### WORK TO DO
Reproduce the data below without any change, covering everything from the line that contains "In this exercise you will indicate the man" down to the line that contains "x=445, y=191", with both of those lines included.

— Begin MATERIAL PROVIDED —

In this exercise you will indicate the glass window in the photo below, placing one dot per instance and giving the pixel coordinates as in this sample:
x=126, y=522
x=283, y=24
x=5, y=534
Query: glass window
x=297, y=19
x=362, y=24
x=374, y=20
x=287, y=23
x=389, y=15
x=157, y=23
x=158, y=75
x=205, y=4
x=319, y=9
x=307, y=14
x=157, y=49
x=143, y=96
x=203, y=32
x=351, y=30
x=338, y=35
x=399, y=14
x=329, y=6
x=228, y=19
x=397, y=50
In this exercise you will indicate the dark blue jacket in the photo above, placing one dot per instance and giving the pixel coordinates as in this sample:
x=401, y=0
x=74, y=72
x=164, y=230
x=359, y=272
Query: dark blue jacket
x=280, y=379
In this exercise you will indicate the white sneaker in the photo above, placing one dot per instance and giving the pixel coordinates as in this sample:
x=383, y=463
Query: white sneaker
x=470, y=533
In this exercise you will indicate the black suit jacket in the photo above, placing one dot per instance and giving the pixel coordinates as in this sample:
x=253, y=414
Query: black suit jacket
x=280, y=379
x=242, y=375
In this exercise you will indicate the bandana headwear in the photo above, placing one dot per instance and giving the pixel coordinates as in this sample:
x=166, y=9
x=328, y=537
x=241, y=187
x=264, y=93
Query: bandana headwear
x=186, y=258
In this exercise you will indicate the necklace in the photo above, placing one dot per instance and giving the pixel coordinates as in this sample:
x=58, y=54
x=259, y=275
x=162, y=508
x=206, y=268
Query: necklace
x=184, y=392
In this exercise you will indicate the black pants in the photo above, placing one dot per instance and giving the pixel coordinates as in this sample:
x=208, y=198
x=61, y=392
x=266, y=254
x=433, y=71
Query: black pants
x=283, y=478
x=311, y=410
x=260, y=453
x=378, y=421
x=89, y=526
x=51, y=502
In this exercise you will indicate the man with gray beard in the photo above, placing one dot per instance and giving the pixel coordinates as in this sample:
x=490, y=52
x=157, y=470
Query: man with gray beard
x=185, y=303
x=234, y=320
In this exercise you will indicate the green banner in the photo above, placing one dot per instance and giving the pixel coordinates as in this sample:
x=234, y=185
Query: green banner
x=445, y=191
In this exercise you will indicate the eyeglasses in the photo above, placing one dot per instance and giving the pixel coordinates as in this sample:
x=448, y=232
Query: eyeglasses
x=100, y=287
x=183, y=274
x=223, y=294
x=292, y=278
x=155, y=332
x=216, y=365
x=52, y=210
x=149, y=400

— End MATERIAL PROVIDED —

### ANSWER TO THIS EXERCISE
In this exercise you will indicate the man with gray beard in the photo above, placing one dot per instance and giving the pixel coordinates as in this sample:
x=490, y=52
x=157, y=470
Query: man with gray beard
x=185, y=303
x=234, y=320
In this exercise you will indicate the green banner in the photo above, placing one dot per instance and giving the pixel coordinates as in this sample:
x=234, y=185
Query: green banner
x=445, y=191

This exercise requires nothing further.